## Begin Document text

On Monday, the U.S. Court of Appeals for the Ninth Circuit ruled in favor of the plaintiffs, finding that Interior failed to take the required “hard look” at the climate impacts of the mine expansion. The court’s well-reasoned opinion could affect not only future coal extraction at the Bull Mountains mine, but also future analyses of proposed fossil-fuel projects throughout the federal government.

Flawed Analysis

According to Interior’s environmental analysis, expansion of the Bull Mountains mine would result in 190 million tons of greenhouse gas emissions over nine years — an annual emissions figure exceeding that of the nation’s largest point source. Interior acknowledged that those emissions would contribute to climate change and even described devastating effects of global warming. Having established that the mine expansion would contribute to climate change, the court explained, “the only question [was] the extent of this project’s contribution to the problem.” And that’s where Interior’s analysis sputtered.

## End Document text
## Begin Stored data

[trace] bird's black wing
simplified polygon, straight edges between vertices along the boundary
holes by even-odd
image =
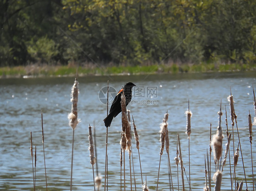
[[[112,104],[111,105],[111,107],[110,108],[110,110],[109,110],[109,113],[110,113],[111,112],[113,112],[113,110],[115,110],[115,108],[116,107],[117,105],[118,105],[118,102],[121,102],[121,93],[122,93],[123,91],[123,89],[121,89],[120,91],[118,92],[112,103]],[[121,106],[121,105],[120,105]]]

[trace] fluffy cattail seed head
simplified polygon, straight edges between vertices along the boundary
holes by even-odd
[[[100,190],[101,186],[101,179],[102,177],[101,176],[97,176],[95,178],[95,185],[98,190]]]
[[[220,160],[221,156],[223,139],[222,131],[218,127],[216,134],[213,136],[212,142],[215,162]]]
[[[77,119],[77,102],[78,101],[78,82],[77,78],[75,80],[74,84],[72,87],[72,108],[71,113],[68,115],[69,125],[73,129],[75,129],[77,125],[79,122],[80,120]]]
[[[160,141],[161,142],[161,148],[160,149],[160,155],[163,154],[163,151],[164,148],[164,142],[165,141],[165,136],[166,134],[166,129],[168,123],[167,120],[168,119],[168,113],[165,113],[164,117],[163,119],[163,122],[160,124]]]
[[[235,120],[235,116],[236,114],[235,113],[235,108],[234,107],[234,101],[233,100],[233,96],[230,95],[227,98],[228,101],[230,102],[230,113],[231,113],[231,121],[232,121],[232,126],[234,125],[234,121]]]

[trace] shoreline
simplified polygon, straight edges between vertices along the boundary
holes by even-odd
[[[31,64],[26,66],[0,67],[0,78],[115,76],[179,73],[212,73],[256,71],[256,64],[212,63],[198,64],[176,64],[100,66],[92,64],[77,66],[74,64],[51,66]]]

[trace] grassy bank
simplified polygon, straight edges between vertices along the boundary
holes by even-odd
[[[77,66],[31,64],[26,66],[0,68],[0,76],[5,78],[23,78],[26,76],[51,77],[74,76],[77,69],[80,76],[127,75],[182,73],[232,72],[256,70],[256,64],[238,63],[216,63],[200,64],[153,64],[142,65],[100,66],[92,64]]]

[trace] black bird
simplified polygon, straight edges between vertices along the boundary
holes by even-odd
[[[133,86],[136,86],[136,85],[132,82],[128,82],[118,92],[114,99],[114,101],[113,101],[112,105],[111,105],[111,107],[109,110],[109,114],[103,120],[106,127],[110,126],[113,118],[115,118],[122,111],[121,108],[121,96],[123,94],[123,92],[124,92],[124,95],[125,96],[126,105],[127,106],[127,105],[128,105],[132,99],[132,88]]]

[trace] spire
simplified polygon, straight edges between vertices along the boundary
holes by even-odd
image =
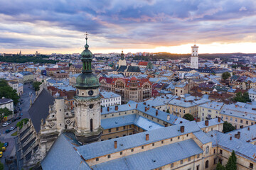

## End Stored data

▶ Stated goal: Decide whether each statement agrees with the passage on the Bull Mountains mine ruling, answering yes or no and quoting the words of the passage that settle it. (a) The Ninth Circuit ruled for the plaintiffs. (b) Interior's analysis projected 190 million tons of greenhouse gas emissions over twelve years. (c) Interior denied that the expansion's emissions would contribute to climate change.

▶ Result:
(a) Yes: "the U.S. Court of Appeals for the Ninth Circuit ruled in favor of the plaintiffs"
(b) No: "190 million tons of greenhouse gas emissions over nine years"
(c) No: "Interior acknowledged that those emissions would contribute to climate change"